[BEGIN]

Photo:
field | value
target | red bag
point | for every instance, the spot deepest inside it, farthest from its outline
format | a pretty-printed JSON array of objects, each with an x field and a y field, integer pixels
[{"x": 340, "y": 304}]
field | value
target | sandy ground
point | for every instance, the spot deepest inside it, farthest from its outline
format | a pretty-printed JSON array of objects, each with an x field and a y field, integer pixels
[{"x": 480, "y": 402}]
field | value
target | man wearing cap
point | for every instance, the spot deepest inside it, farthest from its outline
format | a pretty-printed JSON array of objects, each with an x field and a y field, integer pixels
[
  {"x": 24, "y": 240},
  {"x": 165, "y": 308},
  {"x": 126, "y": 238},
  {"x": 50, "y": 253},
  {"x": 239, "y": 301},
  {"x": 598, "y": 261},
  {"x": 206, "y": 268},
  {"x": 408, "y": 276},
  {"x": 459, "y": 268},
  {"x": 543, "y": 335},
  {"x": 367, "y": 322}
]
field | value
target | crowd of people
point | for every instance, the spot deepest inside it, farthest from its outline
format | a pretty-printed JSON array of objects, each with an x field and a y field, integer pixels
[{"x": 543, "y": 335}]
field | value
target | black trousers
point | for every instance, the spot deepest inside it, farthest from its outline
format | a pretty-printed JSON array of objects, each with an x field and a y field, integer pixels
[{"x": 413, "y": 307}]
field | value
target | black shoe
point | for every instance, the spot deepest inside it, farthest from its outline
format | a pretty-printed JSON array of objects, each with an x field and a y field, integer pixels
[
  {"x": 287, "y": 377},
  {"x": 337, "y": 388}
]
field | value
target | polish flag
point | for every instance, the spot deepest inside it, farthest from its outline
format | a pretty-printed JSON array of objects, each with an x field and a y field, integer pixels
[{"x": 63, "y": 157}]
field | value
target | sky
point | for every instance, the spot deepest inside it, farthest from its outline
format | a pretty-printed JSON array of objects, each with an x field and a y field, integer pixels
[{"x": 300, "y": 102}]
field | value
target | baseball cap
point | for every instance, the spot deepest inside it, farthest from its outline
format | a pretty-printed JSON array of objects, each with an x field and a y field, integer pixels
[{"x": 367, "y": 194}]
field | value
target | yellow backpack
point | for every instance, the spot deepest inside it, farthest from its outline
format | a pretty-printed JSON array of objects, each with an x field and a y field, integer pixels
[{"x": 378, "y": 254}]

[END]

Exactly reproduce every line found in the records.

--- TASK ANSWER ---
Photo:
field | value
target | red bag
point | for every instance, the spot deepest inside it, farthest from its outline
format | a pretty-printed JSON array of objects, each with an x field and a y field, integer pixels
[{"x": 340, "y": 304}]
field | value
target | sandy ground
point | for every instance, the spot deepest inside it, farthest from its outline
format | a pretty-printed JSON array of objects, each with an x field and a y field, integer pixels
[{"x": 480, "y": 402}]
field | value
target | man wearing cap
point | for every instance, the spot deepest inside it, farthest from its outline
format | a pretty-printed JSON array of objects, each with an x field and a y field, integer pixels
[
  {"x": 24, "y": 240},
  {"x": 165, "y": 308},
  {"x": 126, "y": 238},
  {"x": 50, "y": 253},
  {"x": 239, "y": 301},
  {"x": 598, "y": 261},
  {"x": 206, "y": 268},
  {"x": 408, "y": 276},
  {"x": 459, "y": 268},
  {"x": 543, "y": 335},
  {"x": 367, "y": 322}
]
field | value
target | crowd of people
point | for every instance, the spot deepest inside it, farthest from its outline
format | a pretty-printed JSON array of objects, each with an x field and a y field, integer pixels
[{"x": 543, "y": 335}]
field | value
target | black trousers
point | for every instance, the spot deepest inside it, farthest from its outline
format | a pretty-printed JSON array of objects, each with an x field and a y field, integer pixels
[{"x": 413, "y": 307}]
field | value
target | black shoe
point | for every instance, the spot deepest inside it, farthest from its outline
format | a pretty-printed JSON array of objects, each with an x field and a y field, integer pixels
[
  {"x": 287, "y": 377},
  {"x": 337, "y": 388}
]
field | value
target | polish flag
point | for every instance, the spot deepest inside it, farthest from its outline
format | a pretty-printed JSON array of objects, each with an x field and a y field, integer pixels
[{"x": 63, "y": 157}]
field | value
target | sky
point | for every instance, the spot deepest inside it, farthest from its outline
format | a pretty-printed JSON array of objects, each with an x field and a y field, integer pixels
[{"x": 300, "y": 102}]
field | value
target | baseball cap
point | for every instance, the spot deepest inside it, farthest from its outline
format | a pretty-printed JSON array of objects, each with an x field and a y field, integer pixels
[{"x": 367, "y": 194}]
field | value
target | yellow backpack
point | for every instance, the spot deepest inside it, farthest from its outline
format | a pretty-printed JSON array of objects, each with an x field and a y field, integer pixels
[{"x": 378, "y": 254}]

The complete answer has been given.